## EXERCISE DETAILS
Count how many lines in the data below contain the word "tank", and reply with that number alone.

## PROVIDED ENTRIES
* * * * * * *

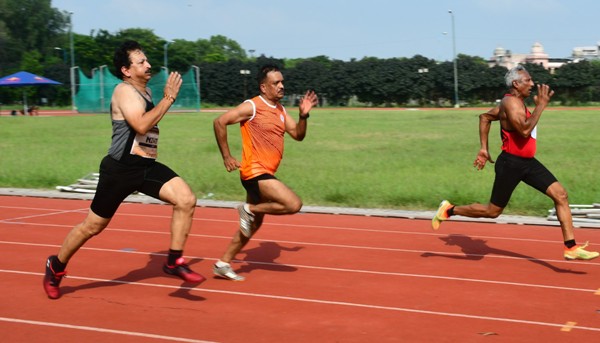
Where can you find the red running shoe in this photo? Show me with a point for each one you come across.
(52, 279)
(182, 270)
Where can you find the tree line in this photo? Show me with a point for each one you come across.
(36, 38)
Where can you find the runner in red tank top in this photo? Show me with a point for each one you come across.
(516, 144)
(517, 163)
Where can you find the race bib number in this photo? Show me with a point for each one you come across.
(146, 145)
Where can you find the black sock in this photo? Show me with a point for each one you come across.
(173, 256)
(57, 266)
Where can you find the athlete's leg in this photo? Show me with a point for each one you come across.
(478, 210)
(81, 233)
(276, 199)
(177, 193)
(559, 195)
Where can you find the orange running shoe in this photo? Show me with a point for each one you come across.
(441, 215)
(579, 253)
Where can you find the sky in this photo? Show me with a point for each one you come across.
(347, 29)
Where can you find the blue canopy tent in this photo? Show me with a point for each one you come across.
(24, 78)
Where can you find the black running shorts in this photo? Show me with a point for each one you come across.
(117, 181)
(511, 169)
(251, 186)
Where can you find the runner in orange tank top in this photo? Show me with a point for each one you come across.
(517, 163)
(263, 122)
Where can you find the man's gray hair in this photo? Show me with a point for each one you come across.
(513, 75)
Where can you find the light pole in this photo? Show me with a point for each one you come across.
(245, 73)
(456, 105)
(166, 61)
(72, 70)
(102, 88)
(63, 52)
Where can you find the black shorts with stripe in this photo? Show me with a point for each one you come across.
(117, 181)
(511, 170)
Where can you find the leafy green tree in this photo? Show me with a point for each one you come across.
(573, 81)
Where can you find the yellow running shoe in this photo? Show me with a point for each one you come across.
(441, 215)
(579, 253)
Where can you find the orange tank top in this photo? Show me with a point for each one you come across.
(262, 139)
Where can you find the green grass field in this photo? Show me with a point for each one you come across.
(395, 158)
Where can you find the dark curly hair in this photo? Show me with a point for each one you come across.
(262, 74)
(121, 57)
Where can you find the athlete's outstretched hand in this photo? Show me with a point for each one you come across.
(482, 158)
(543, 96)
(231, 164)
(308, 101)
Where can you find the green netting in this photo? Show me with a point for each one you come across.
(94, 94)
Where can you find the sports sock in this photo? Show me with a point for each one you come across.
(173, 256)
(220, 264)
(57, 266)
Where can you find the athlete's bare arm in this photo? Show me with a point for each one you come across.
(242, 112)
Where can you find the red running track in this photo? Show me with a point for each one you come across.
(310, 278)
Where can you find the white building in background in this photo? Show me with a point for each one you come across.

* * * * * * *

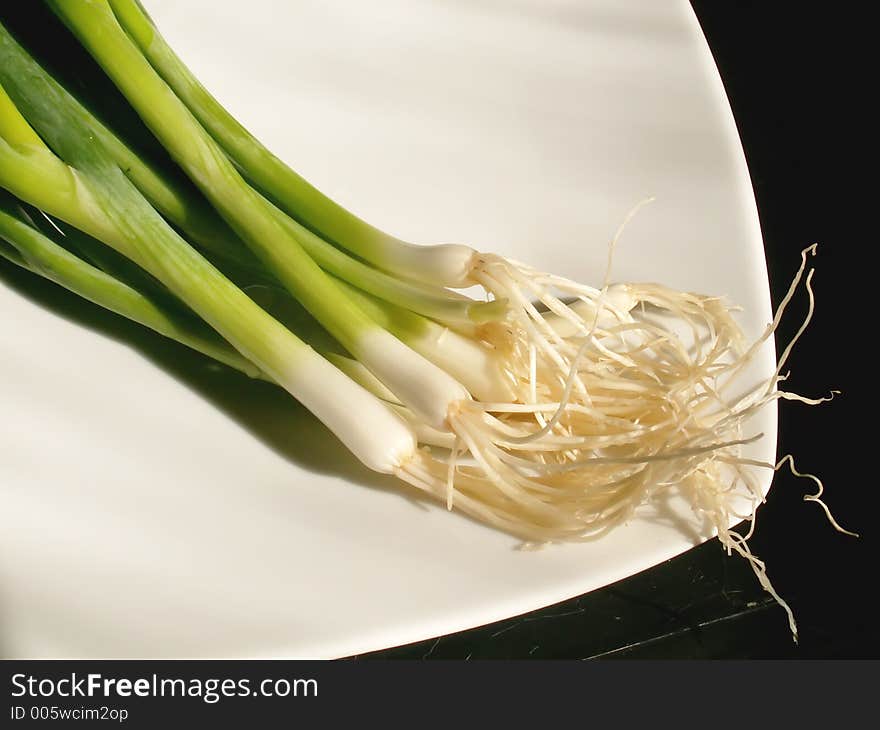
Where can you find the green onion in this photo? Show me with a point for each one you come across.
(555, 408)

* * * * * * *

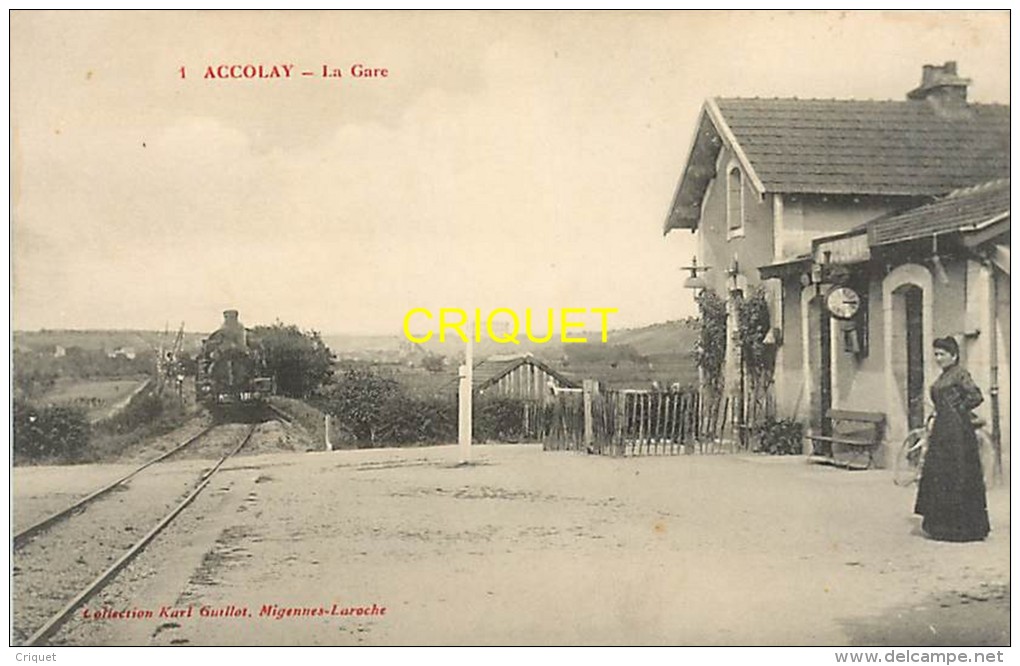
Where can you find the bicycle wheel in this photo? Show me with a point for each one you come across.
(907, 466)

* * * * * * *

## FINAL ANSWER
3